- Referring expression pointing data
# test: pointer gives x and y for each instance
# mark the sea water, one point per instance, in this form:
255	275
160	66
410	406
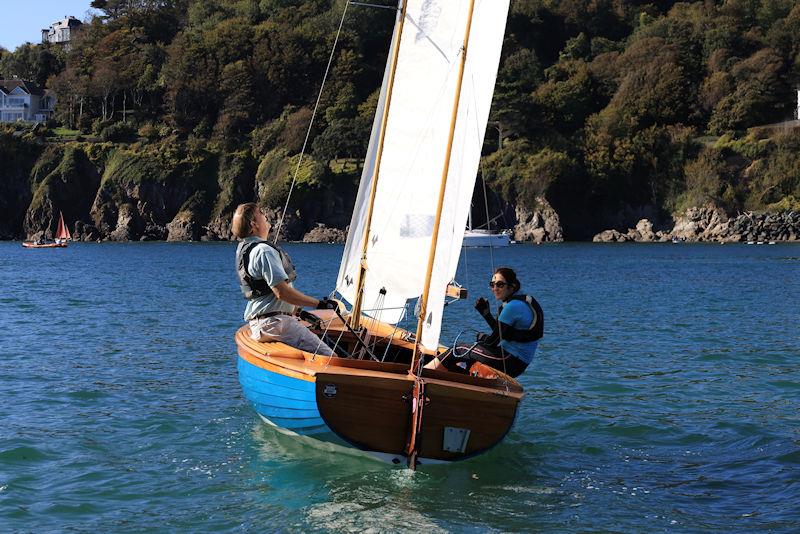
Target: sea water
665	396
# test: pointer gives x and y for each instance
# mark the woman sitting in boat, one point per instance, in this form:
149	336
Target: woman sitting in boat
265	275
515	333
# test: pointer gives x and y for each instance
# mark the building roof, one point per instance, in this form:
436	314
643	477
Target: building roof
29	87
66	22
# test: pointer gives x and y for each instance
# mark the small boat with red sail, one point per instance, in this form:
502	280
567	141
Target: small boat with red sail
62	236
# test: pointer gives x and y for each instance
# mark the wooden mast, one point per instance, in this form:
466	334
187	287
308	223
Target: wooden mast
355	316
432	254
418	399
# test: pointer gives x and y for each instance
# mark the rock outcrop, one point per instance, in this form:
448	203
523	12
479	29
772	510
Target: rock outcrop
541	225
323	234
710	223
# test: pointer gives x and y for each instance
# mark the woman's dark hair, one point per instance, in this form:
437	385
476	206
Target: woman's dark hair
510	276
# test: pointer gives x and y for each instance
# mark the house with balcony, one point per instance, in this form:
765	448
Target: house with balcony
61	32
21	100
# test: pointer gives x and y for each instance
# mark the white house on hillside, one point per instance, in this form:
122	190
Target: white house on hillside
61	31
21	100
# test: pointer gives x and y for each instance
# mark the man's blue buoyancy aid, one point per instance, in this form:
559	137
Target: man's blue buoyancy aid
534	332
253	288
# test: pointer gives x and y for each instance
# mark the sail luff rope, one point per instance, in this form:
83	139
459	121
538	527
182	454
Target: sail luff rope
355	315
311	124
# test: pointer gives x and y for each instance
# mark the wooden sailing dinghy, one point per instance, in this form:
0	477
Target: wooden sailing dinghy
403	244
62	236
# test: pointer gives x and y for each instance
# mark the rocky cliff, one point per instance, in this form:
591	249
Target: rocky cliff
125	192
709	223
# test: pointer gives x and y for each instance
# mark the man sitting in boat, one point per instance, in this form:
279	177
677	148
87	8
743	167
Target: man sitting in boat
265	276
515	333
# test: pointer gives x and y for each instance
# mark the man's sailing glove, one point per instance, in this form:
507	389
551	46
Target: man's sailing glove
327	304
310	318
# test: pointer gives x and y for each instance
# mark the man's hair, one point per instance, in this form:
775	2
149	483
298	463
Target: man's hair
510	276
243	218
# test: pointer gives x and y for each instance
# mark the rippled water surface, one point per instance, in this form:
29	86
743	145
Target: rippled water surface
664	397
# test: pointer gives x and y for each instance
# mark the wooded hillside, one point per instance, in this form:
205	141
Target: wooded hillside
608	110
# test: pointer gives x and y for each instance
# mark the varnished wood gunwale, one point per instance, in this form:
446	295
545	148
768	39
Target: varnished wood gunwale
368	403
307	364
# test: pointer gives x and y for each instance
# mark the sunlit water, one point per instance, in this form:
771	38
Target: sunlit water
664	396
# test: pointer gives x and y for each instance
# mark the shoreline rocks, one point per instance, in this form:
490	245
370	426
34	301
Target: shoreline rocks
324	234
711	224
541	225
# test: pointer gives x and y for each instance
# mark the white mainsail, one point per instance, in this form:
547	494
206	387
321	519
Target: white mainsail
412	162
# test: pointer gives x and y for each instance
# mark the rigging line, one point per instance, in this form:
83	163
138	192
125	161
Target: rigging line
364	4
483	179
488	226
310	124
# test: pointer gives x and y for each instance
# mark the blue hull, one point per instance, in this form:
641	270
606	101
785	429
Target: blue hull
286	402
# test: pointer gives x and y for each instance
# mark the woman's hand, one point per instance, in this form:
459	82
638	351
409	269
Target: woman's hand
482	305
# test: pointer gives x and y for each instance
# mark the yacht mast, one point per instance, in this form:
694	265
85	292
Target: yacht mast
415	363
355	316
415	370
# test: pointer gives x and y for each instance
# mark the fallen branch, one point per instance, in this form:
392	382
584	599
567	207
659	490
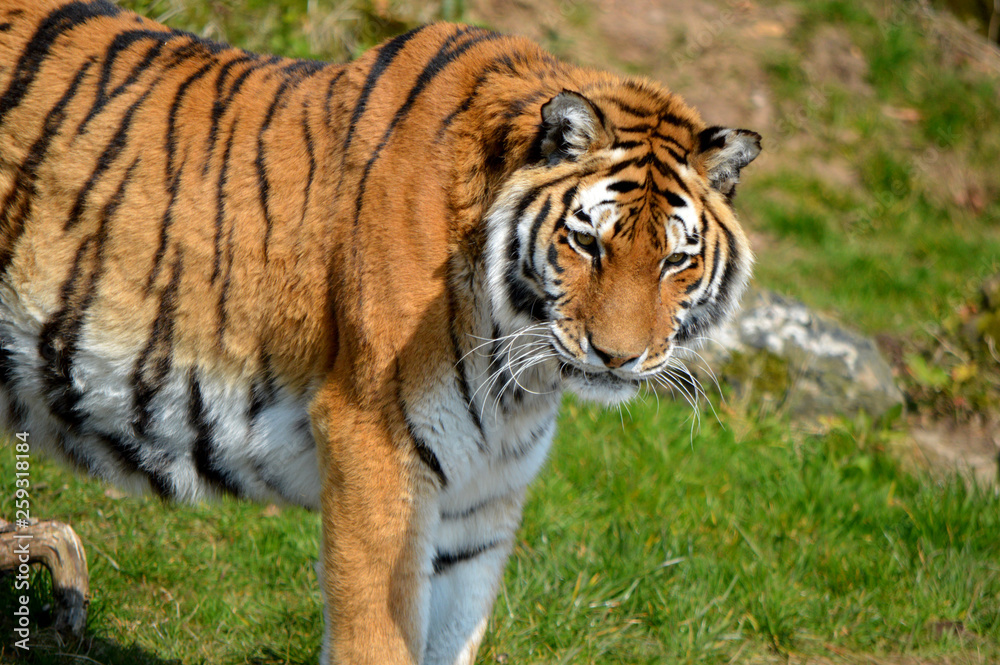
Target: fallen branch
57	547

- Work item
Each of the entries above must be copied exactly, but the pictures stay out.

- Your response
# test: pointer gives x and y for each instance
# mark the sea water, one point per instance, in this form:
255	275
160	66
410	406
Target: sea water
665	396
# test: pointer gives x and y for each instance
# mark the woman sitting in boat, one point per instance, in this form:
149	336
Target: woman sitting in boat
265	275
515	333
# test: pointer gives x and y for each instance
# mark the building roof, one point per instance, in this form:
436	314
643	477
Target: building roof
29	87
66	22
# test: pointer gives x and y for each instance
# mark the small boat with red sail, one point per instance, in this form:
502	280
567	141
Target: small boat with red sail
62	236
# test: pointer gives x and y for each instance
# mark the wooden mast, one point per instance, in this form:
466	334
187	287
308	223
Target: wooden mast
355	316
432	254
418	399
# test: pointer gives x and y for each instance
# mark the rock outcrop, one point per instance, in this form:
448	203
523	12
479	29
772	510
Target: rock outcrop
541	225
323	234
710	223
# test: pointer gives x and y for each instance
# mark the woman's dark hair, one point per instance, in this form:
437	385
476	206
Target: woman's dark hair
510	276
# test: pointer gives x and y for each instance
# mark the house with balcony, one point per instance, in this form:
765	448
Target: house with balcony
61	32
21	100
# test: pointer gives x and y for each instance
# mark the white house on hillside, one point per instance, in this form:
122	190
Target: white house on hillside
61	31
21	100
# test: pointer gives x and y for each instance
# mark the man's blue buoyancy aid, one point per instance, in this form:
559	137
Target: man's blue buoyancy aid
534	332
253	288
# test: pointer gives x and y for each instance
# mark the sail luff rope, one point per instance, in this form:
83	139
459	121
538	527
182	454
Target: sail luff rope
355	315
311	124
# test: pointer gives x and y for each instance
# mark the wooden sailing dinghy, one point per instance, in this form:
0	477
Target: wooden sailing dinghy
403	244
62	236
# test: pointer gives x and y for each instance
# mark the rocky cliff, one point per instance, in this form:
591	249
Target: rocky cliff
125	192
709	223
# test: pointer gives x and y for each instance
# mark the man sitting in boat, one point per instance, in this form:
279	177
677	148
87	8
743	167
Target: man sitting in boat
265	276
515	333
# test: pointer gives x and y for each instance
# mark the man's sailing glove, one point per instance, in this form:
507	389
551	46
Target: man's sailing glove
327	304
310	318
# test: pointer gives x and y for each instance
# mark the man's hair, one point per instance, in this form:
775	2
149	483
298	463
Target: man's hair
510	276
243	218
# test: pointer gives x and y for each instance
# mark the rippled water surface, one point per instance, in this form:
29	86
743	145
Target: rippled water surface
664	397
# test: pointer gives x and y for each instance
# mark the wooded hillside, one point per instance, in this form:
205	141
Target: wooded hillside
608	110
# test: pointer gives x and y for each instance
# mark the varnished wood gunwale, one point per instance, in this form:
446	295
545	148
768	39
Target: varnished wood gunwale
368	403
307	364
# test: pointer gives x and y for each instance
# mark the sunlit water, one point per instance, in this form:
771	38
Target: sunlit water
664	396
# test: pointer gives x and y for each instance
# mark the shoreline rocks, one point per instance, in this form:
490	245
370	426
34	301
Target: shoreline rocks
324	234
711	224
541	225
# test: pointer gives x and y for each instance
# mark the white mainsail, one point per instance, in this form:
547	494
206	387
321	519
Target: white mainsail
412	162
# test: pointer gives x and y for each instance
# mark the rigging line, one point per instance, in this form:
83	163
138	192
125	161
Target: rigging line
364	4
483	179
488	226
310	124
# test: pointer gives x and y for each instance
# mark the blue hull, one point per instance, in this form:
641	270
606	101
785	429
Target: blue hull
286	402
# test: pointer gives x and y for each instance
# mark the woman's hand, one point per instance, in this form:
459	82
638	351
409	269
Target: woman's hand
482	305
# test: pointer gives x and y for each instance
# mark the yacht mast, one point per instance, in this form:
694	265
85	292
Target: yacht mast
415	363
355	316
415	370
# test: pointer gives x and y for each instance
# mark the fallen branch, one point per instance, in this form:
392	382
584	599
567	207
659	490
Target: fallen branch
57	547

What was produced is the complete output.